◆ Source:
++++++++++

To that end, Bread, as part of the Circle of Protection coalition, has sent each presidential candidate a letter asking him or her to state on video how they propose to provide help and opportunity to hungry and poor people in the U.S. and abroad.
Bread activists: View the videos received so far.
The presidential videos are a major part of Bread’s efforts to make hunger and poverty part of the national conversation during the campaigns for both president and Congress.
“Power needs to be local and limited because the closer government is to the people, the more accountable it is to the people who are being governed,” said former Arkansas governor Mike Huckabee (R) in his video. He also stated he would focus on helping every American earn the “maximum wage” instead of fighting over the minimum wage.
Among the Democrats who have submitted videos is Vermont senator Bernie Sanders. “What we need in this country and what this campaign is about is a fundamental change in national priorities,” he stated in his video. Sanders named creating jobs, raising the minimum wage, pay equity, and making college affordable as ways of addressing poverty.
Circle of Protection members, including Bread, will not publicly evaluate the policy positions or endorse any candidate. The coalition hopes to receive a video in response to its request from each candidate, and it will make public all videos it receives.
The Circle of Protection is distributing the videos through its members’ networks. Bread and other coalition members have been pitching the videos to media outlets, and they have received more than 48,000 views on YouTube. Media outlets from the Boston
Globe to Mother Jones have carried articles about the videos.
Organized in 2010, the Circle of Protection is a group of 100 leaders from a diverse array of Christian denominations, agencies, and organizations across the country. Bread has a major leadership role in the coalition.
"We are praying for a president who will make ending hunger and poverty a top priority of his or her administration. Are you that leader?" the letter to candidates asked.
"We will be calling on people of faith to examine presidential candidates to see if they have a heart for poor and hungry people. We want to know how each candidate proposes to fulfill the mandate to those who govern to ’give deliverance to the needy’ (Psalm 72),” the leaders added in the letter.
According to the latest U.S. Census data, 49 million Americans are at risk of hunger, while 45 million live in poverty. One in five children lives in poverty. That is 15 million children, 5 million of them under age 6.
As a major step toward helping to end hunger by 2030, Bread’s goal is to have in place in 2017 a president and Congress who put hunger and poverty among their top priorities. This initiative of gathering videos from presidential candidates is preparation for that. Bread will also be active in several ways in congressional elections starting this fall.
"God wants opportunity for all people, but America hasn't made opportunity for everybody a priority for more than four decades,” said Bread’s president, Rev. David Beckmann. “The world as a whole is making dramatic progress against poverty, and we want to encourage a fresh, bipartisan conversation about how to provide more opportunity for all Americans and for people around the world.”
Share the Videos
Feel free to further share and distribute the videos by the presidential candidates with your congregation, other groups, or as an individual with your friends, such as on your personal Facebook page. They are available at www.circleofprotection.us/candidate-videos or www.bread.org/povertyvideos.
Related to Bread's 2015 Offering of Letters: Feed Our Children
Congress has until Sept. 30 to pass a child nutrition bill, the day the current law expires. At stake is a swath of programs that provide children nationwide with meals that enable them to grow, be healthy, and learn.

++++++++++

◆ Provided material:
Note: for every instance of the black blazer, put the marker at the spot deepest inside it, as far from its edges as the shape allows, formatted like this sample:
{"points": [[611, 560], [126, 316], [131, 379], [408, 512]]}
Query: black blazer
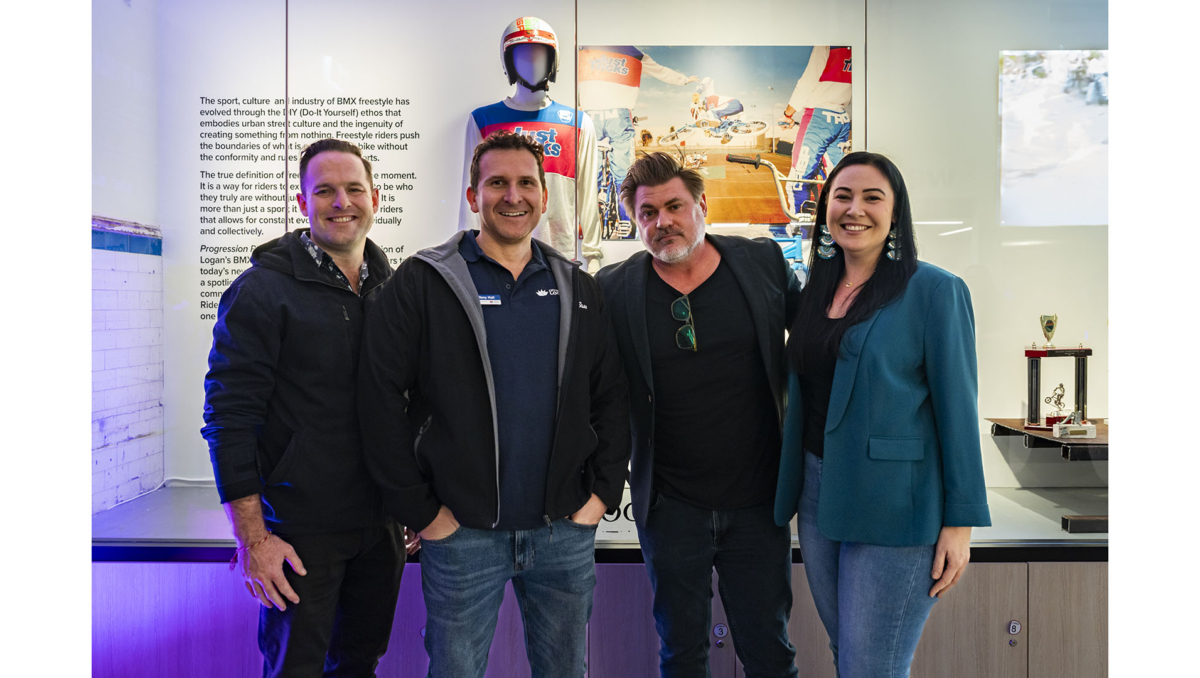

++++++++++

◆ What this task involves:
Translate this sentence from the article on the candidate videos into Spanish: "Circle of Protection members, including Bread, will not publicly evaluate the policy positions or endorse any candidate." The listing has no connection to the article on the candidate videos.

◆ Final answer:
Los miembros del Circle of Protection, incluido Bread, no evaluarán públicamente las posiciones políticas ni respaldarán a ningún candidato.